» ACTIVITY: All lines in the records below with the word "point" must be returned.

== RAW DATA

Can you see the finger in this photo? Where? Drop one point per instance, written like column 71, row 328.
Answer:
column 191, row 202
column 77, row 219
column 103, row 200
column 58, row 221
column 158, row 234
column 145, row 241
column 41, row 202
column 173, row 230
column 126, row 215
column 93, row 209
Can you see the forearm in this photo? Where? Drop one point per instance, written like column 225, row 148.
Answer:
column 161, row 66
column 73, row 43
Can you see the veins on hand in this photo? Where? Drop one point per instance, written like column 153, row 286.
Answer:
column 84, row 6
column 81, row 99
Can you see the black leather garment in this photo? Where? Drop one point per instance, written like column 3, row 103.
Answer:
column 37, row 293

====
== RAW DATA

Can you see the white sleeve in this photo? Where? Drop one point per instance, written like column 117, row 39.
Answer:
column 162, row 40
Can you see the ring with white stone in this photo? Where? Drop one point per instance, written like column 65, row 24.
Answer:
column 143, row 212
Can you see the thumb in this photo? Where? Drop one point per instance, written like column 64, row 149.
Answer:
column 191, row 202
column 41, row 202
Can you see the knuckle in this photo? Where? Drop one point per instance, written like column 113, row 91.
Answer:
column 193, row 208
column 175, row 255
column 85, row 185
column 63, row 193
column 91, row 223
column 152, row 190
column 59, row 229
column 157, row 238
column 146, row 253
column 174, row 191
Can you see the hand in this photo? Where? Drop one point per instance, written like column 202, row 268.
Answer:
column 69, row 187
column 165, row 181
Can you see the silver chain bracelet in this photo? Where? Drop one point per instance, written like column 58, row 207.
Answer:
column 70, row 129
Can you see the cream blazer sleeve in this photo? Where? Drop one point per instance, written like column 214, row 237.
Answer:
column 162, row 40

====

» ANSWER TO THE EXERCISE:
Can you see the finger in this photo? Where? Drop one point per instance, written like column 71, row 328.
Can you see the forearm in this photo? Where? Drop one point per instance, written like column 225, row 148.
Can you see the veins on hand in this photo? Where? Drop one point per instance, written like column 153, row 286.
Can you see the black leather garment in this photo? Where? Drop one point per instance, written like column 3, row 103.
Can you see the white sleeve in this photo? Where? Drop one point per instance, written like column 117, row 39.
Can you see the ring with white stone in this photo? Where? Drop one point per instance, written like column 65, row 24.
Can you see the thumb in this photo? Where? Drop one point per instance, written like column 64, row 149.
Can you see the knuckle in this photo? Where? Drop one point per instance, written like column 113, row 91.
Can you see the hand in this photo? Where? Drop one point per instance, written like column 202, row 268.
Can you see the silver chain bracelet in this photo? Where? Drop one point per instance, written like column 58, row 207.
Can you see the cream blazer sleeve in this photo? Where? Drop one point per instance, written like column 214, row 237.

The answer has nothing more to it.